→ Stored records:
·····

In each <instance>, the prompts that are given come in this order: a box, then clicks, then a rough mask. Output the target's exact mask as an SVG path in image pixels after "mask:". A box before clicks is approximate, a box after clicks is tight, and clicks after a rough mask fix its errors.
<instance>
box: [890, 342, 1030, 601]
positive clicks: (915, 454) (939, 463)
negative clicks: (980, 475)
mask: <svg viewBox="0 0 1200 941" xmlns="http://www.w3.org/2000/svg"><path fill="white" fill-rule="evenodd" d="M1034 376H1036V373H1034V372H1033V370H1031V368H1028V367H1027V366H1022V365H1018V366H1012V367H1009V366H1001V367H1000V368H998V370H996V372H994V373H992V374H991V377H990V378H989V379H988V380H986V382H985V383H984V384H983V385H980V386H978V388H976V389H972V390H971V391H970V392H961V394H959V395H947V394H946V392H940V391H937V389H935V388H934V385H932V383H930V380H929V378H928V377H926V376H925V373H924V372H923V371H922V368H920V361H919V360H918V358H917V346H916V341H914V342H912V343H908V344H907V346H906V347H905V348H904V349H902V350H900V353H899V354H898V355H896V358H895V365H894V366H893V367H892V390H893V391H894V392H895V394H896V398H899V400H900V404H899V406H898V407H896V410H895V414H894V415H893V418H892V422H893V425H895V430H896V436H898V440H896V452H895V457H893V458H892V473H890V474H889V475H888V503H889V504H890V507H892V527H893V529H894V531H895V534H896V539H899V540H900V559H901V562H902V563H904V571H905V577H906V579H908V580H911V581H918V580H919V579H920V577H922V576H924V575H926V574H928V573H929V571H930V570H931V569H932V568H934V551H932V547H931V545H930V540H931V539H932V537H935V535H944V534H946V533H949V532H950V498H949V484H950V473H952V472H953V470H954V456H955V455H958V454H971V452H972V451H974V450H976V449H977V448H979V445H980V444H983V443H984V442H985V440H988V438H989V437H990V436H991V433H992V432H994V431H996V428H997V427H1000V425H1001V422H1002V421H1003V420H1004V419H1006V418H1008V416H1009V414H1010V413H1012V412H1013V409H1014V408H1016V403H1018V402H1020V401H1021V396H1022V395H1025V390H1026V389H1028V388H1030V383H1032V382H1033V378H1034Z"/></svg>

·····

→ Activity:
Every record must be output again with its wording unchanged.

→ Answer section:
In each <instance>, the prompts that are given come in this order: a box, then clicks, then a rough mask. Output the target's exact mask as an SVG path in image pixels after "mask:". A box before clicks is approximate, a box after clicks is tight, and clicks after a rough mask fix its errors.
<instance>
box: [890, 342, 1030, 601]
positive clicks: (915, 454) (939, 463)
negative clicks: (980, 475)
mask: <svg viewBox="0 0 1200 941" xmlns="http://www.w3.org/2000/svg"><path fill="white" fill-rule="evenodd" d="M1034 376H1036V373H1034V372H1033V370H1031V368H1028V367H1027V366H1022V365H1018V366H1012V367H1009V366H1001V367H1000V368H998V370H996V372H994V373H992V374H991V377H990V378H989V379H988V380H986V382H985V383H984V384H983V385H980V386H978V388H976V389H972V390H971V391H970V392H961V394H959V395H947V394H946V392H940V391H937V389H935V388H934V385H932V383H930V380H929V378H928V377H926V376H925V373H924V372H923V371H922V368H920V361H919V360H918V358H917V346H916V341H914V342H912V343H908V344H907V346H906V347H905V348H904V349H902V350H900V353H899V354H898V355H896V358H895V365H894V366H893V367H892V390H893V391H894V392H895V394H896V398H899V400H900V404H899V406H898V407H896V410H895V414H894V415H893V418H892V422H893V425H895V430H896V436H898V440H896V452H895V457H893V458H892V473H890V474H889V475H888V503H889V504H890V507H892V527H893V529H894V531H895V534H896V539H899V540H900V559H901V562H902V563H904V571H905V577H906V579H908V580H911V581H918V580H919V579H920V577H922V576H924V575H926V574H928V573H929V571H930V570H931V569H932V568H934V551H932V547H931V545H930V540H931V539H932V537H935V535H944V534H946V533H949V532H950V498H949V484H950V473H952V472H953V470H954V456H955V455H958V454H971V452H972V451H974V450H976V449H977V448H979V445H980V444H983V443H984V442H985V440H988V438H989V437H990V436H991V433H992V432H994V431H996V428H997V427H1000V425H1001V422H1002V421H1003V420H1004V419H1006V418H1008V416H1009V414H1010V413H1012V412H1013V409H1014V408H1016V403H1018V402H1020V401H1021V396H1022V395H1025V390H1026V389H1028V388H1030V383H1032V382H1033V378H1034Z"/></svg>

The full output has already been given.